== Supplied entries

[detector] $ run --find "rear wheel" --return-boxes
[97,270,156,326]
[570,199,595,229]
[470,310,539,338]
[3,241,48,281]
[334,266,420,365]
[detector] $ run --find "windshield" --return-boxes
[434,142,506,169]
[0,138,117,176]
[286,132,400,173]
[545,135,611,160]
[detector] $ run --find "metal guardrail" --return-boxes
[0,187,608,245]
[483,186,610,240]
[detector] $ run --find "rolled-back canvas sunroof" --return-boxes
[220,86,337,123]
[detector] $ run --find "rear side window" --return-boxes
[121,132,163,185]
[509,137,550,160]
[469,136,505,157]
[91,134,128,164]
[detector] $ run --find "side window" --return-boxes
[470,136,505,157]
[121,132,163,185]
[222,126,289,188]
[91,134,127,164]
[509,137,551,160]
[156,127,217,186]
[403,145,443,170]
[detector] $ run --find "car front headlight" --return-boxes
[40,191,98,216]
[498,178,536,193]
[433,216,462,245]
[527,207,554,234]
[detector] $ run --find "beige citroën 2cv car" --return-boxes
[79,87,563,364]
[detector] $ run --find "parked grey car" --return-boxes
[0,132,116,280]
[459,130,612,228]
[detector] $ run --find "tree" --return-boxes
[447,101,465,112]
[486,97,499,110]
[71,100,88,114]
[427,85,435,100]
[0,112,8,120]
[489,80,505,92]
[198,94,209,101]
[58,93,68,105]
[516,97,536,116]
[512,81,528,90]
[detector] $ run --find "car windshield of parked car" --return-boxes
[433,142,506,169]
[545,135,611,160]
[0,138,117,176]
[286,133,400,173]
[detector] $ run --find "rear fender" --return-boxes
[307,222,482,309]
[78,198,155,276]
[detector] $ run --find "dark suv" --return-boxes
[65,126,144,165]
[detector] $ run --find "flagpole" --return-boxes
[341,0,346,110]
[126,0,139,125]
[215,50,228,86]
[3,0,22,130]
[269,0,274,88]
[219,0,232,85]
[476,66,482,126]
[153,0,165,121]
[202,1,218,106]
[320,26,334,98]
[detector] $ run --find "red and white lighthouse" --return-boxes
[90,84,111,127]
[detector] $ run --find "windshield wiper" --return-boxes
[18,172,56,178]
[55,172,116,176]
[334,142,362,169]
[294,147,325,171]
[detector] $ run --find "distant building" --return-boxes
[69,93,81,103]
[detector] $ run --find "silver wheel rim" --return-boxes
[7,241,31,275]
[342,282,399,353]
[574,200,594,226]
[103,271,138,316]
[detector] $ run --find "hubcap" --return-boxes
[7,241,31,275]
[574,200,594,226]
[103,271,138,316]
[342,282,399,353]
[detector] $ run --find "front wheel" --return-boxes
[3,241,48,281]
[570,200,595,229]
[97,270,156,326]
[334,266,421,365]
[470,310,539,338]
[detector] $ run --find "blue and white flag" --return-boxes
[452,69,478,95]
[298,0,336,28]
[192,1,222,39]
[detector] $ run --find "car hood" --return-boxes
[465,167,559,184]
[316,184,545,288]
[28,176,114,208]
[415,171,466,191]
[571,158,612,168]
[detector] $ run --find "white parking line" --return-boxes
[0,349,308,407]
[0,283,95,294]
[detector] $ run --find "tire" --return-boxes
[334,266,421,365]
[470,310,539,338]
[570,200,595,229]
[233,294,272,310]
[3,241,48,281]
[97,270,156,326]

====

Aim of the exercise »
Print all of the material above exactly as given.

Task response »
[detector] $ run --find "rear wheel" --return-boxes
[97,270,156,326]
[570,199,595,229]
[470,310,539,338]
[3,241,48,281]
[334,266,420,365]
[detector] $ run --find "windshield" --return-boxes
[434,142,506,169]
[0,138,117,176]
[286,132,400,173]
[545,135,611,160]
[detector] $ run --find "metal guardrail" --return-boxes
[0,187,608,245]
[483,186,610,240]
[detector] $ run --find "rolled-back canvas sunroof" --return-boxes
[220,86,337,123]
[detector] $ run --find "rear side window" --return-boxes
[121,132,163,185]
[509,137,550,160]
[469,136,505,157]
[91,134,128,164]
[detector] $ run --find "side window" --return-boxes
[470,136,505,157]
[121,132,163,185]
[222,126,289,188]
[91,134,127,164]
[509,137,551,160]
[156,127,217,186]
[403,145,443,170]
[detector] $ run --find "car front headlight" --return-boxes
[40,191,98,216]
[498,178,536,193]
[433,216,462,245]
[527,207,554,234]
[detector] $ run --find "beige citroën 2cv car" --return-boxes
[79,87,563,364]
[detector] $ run --find "parked grey car" --return-boxes
[0,132,116,280]
[459,130,612,228]
[detector] $ run --find "tree" --return-boxes
[447,101,465,112]
[486,97,499,110]
[71,100,88,114]
[427,85,435,100]
[0,112,8,120]
[489,80,505,92]
[198,94,209,101]
[58,93,68,105]
[516,97,536,116]
[512,81,528,90]
[detector] $ run --find "car windshield of parked car" --return-boxes
[433,142,506,169]
[545,135,611,160]
[0,138,117,176]
[286,133,400,173]
[detector] $ run --find "rear fender" --return-boxes
[307,222,482,309]
[78,198,155,276]
[detector] $ run --find "dark suv" --return-boxes
[65,126,144,165]
[detector] $ run --find "flagpole" --return-boxes
[341,0,346,110]
[126,0,139,125]
[215,50,228,86]
[3,0,22,130]
[269,0,274,88]
[219,0,232,85]
[476,66,482,126]
[153,0,165,121]
[202,1,218,106]
[320,26,334,98]
[detector] $ run --find "red and white lighthouse" --return-boxes
[90,84,111,127]
[detector] $ run --find "windshield wiper" --return-boxes
[18,172,56,178]
[55,172,116,176]
[334,142,362,169]
[294,147,325,171]
[detector] $ run --find "distant building" --return-boxes
[69,93,81,103]
[detector] $ run --find "silver wheel rim" --return-boxes
[7,241,31,275]
[342,282,399,353]
[574,200,594,226]
[103,271,138,316]
[detector] $ run --find "hubcap" --return-boxes
[7,241,31,275]
[574,200,594,226]
[103,271,138,316]
[342,282,399,353]
[detector] $ run --find "front wheel" --return-boxes
[3,241,48,281]
[570,200,595,229]
[97,270,156,326]
[334,266,421,365]
[470,310,539,338]
[detector] $ run --find "blue and white flag" --return-boxes
[452,69,478,95]
[298,0,336,28]
[192,1,222,39]
[detector] $ run --find "car hood" --return-boxes
[465,167,559,184]
[316,184,545,288]
[28,176,114,208]
[415,171,466,191]
[571,158,612,168]
[detector] $ run --find "white parking line" --return-boxes
[0,349,308,407]
[0,283,95,294]
[detector] $ run --find "tire" --return-boxes
[334,266,421,365]
[470,310,539,338]
[570,200,595,229]
[233,294,272,310]
[3,241,48,281]
[97,270,156,326]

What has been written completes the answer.